═════ Provided passage ═════
Section 2: Procedure

Use your molecular model kit to construct a three-dimensional model of each molecule in this experiment.

The following is a quick guide to using your molecular model kit:

Each colored center corresponds to a specific atom.
Refer to the color key provided in the kit, but generally the color scheme is as follows:

Black is for Carbon

White is for Hydrogen

Red is for Oxygen

Blue is for Nitrogen

Green/Orange/Purple is for a halogen

Yellow is for sulfur

Use the medium length gray links for single bonds.
Use the short white links for lone pairs.

Use the flexible long gray links for making double or triple bonds.

Part 1: Alkanes

Construct a model and sketch a 3-D representation for methane (CH₄). Complete the worksheet below (starting in Section 3) by writing the complete structural formula and the condensed structural formula for methane.

Repeat step 2 for ethane and propane. Notice that all the bond angles are equivalent for each molecule. From the Valence Shell Electron Pair Repulsion (VSEPR) model, the bond angle for all carbon atoms is predicted to be 109.5o and the geometry is tetrahedral.

Repeat step 2 for butane. Notice that in the 3-D structure, the carbons are not actually arranged in a straight line.

Using your model for butane, rotate the bonds and twist the molecule. There is free rotation around single bonds, so molecules are constantly twisting, rotating, and changing their conformation. It is important to understand that this type of motion is happening constantly in any given molecule. By looking at the following structures, you should be able to recognize that they are equivalent and represent the same molecule. They are NOT isomers of each other!
═════ Entries supplied ═════
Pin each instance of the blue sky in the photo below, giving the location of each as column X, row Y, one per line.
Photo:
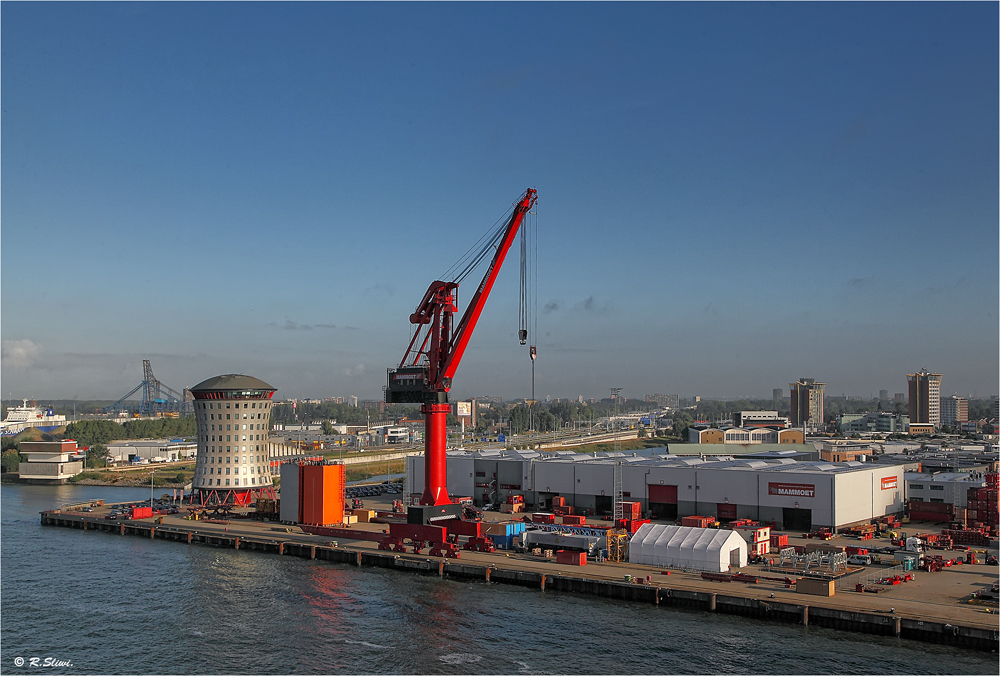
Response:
column 730, row 196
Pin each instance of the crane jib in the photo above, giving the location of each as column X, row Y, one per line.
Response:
column 443, row 348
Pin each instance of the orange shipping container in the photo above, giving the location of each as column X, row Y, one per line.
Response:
column 321, row 492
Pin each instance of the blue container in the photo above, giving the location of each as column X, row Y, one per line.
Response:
column 502, row 541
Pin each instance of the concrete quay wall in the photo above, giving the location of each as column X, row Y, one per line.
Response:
column 729, row 604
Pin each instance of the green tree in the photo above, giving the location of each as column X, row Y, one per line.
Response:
column 682, row 420
column 90, row 432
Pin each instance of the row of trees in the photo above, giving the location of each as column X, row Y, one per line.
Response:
column 90, row 432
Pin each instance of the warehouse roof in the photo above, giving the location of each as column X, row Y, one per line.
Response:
column 778, row 464
column 232, row 381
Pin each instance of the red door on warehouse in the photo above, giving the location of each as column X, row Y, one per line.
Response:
column 662, row 501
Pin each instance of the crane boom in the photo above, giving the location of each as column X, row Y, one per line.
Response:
column 424, row 375
column 463, row 332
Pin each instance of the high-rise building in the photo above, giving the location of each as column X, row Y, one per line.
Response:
column 954, row 409
column 233, row 413
column 807, row 403
column 925, row 397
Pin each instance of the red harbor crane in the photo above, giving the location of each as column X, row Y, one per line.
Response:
column 425, row 372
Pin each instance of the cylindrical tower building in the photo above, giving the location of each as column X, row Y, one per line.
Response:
column 233, row 413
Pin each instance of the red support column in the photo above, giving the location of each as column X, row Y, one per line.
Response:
column 435, row 458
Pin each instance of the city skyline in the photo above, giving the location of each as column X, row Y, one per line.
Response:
column 730, row 196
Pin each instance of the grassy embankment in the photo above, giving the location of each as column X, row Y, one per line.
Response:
column 623, row 445
column 173, row 476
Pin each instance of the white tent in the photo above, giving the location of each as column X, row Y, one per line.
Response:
column 691, row 548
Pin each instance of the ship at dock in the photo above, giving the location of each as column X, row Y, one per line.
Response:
column 20, row 418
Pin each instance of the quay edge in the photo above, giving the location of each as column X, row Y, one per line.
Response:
column 805, row 614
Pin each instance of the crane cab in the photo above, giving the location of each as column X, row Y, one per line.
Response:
column 407, row 385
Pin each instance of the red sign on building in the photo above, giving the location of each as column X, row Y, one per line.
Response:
column 792, row 490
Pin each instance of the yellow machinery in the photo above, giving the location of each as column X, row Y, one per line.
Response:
column 617, row 544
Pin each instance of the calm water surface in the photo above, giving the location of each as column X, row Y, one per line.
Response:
column 112, row 604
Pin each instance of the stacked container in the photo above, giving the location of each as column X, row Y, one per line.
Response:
column 697, row 521
column 502, row 534
column 631, row 510
column 321, row 494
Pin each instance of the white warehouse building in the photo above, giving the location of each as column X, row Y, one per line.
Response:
column 794, row 495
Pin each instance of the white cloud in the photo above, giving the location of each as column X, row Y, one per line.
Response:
column 20, row 353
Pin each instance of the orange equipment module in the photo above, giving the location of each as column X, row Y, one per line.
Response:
column 321, row 494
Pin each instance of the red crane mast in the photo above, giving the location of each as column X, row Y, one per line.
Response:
column 424, row 375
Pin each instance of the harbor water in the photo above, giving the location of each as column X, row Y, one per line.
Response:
column 94, row 602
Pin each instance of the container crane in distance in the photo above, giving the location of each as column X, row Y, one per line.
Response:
column 425, row 372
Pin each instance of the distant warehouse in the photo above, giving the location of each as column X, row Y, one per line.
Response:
column 795, row 495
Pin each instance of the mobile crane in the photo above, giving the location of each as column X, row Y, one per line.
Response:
column 425, row 372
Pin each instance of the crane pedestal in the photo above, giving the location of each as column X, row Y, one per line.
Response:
column 435, row 454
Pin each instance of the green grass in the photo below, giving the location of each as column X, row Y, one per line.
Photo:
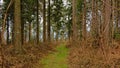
═════
**Tasks and exercises:**
A - Copy the model kit procedure, beginning at the words "Use the flexible" and stopping after "a straight line.", and substitute "handout" for "worksheet".
B - Pick up the model kit procedure after its last sentence and write the next part of it.

**Final results:**
A -
Use the flexible long gray links for making double or triple bonds.

Part 1: Alkanes

Construct a model and sketch a 3-D representation for methane (CH₄). Complete the handout below (starting in Section 3) by writing the complete structural formula and the condensed structural formula for methane.

Repeat step 2 for ethane and propane. Notice that all the bond angles are equivalent for each molecule. From the Valence Shell Electron Pair Repulsion (VSEPR) model, the bond angle for all carbon atoms is predicted to be 109.5o and the geometry is tetrahedral.

Repeat step 2 for butane. Notice that in the 3-D structure, the carbons are not actually arranged in a straight line.

B -
Construct a model for isobutane. (The IUPAC name for isobutane is 2-methylpropane.) Compare this with your model for butane from step 5. Note that butane and isobutane cannot be interconverted without breaking the bonds. Thus, they represent distinct molecules with different properties. Draw the complete structural formula and the condensed structural formula for isobutane in the worksheet below.

Locate the chemistry handbook in the lab. Look up the molar mass, melting point, boiling point, and density for butane and for isobutane (which might be listed as 2-methylpropane). Record the data in the worksheet below.

Now, consider pentane, C₅H₁₂. There are three isomers for pentane. Construct a model for each isomer. For each isomer, write the condensed structural formula and IUPAC name. Look up the molar mass, melting point, boiling point, and density for each isomer and record below.

Part 2: Cycloalkanes

Construct models of cyclopropane, cyclobutane, and cyclopentane. You will need to use flexible sticks for the carbon-carbon bonds in the first two molecules because their bond angles are significantly different from the normal 109.5°. Cyclopropane and cyclobutane have a significant amount of “ring strain.” Draw the complete structural formula, the condensed structural formula, and the line-angle formula for each. Record your data in the worksheet below.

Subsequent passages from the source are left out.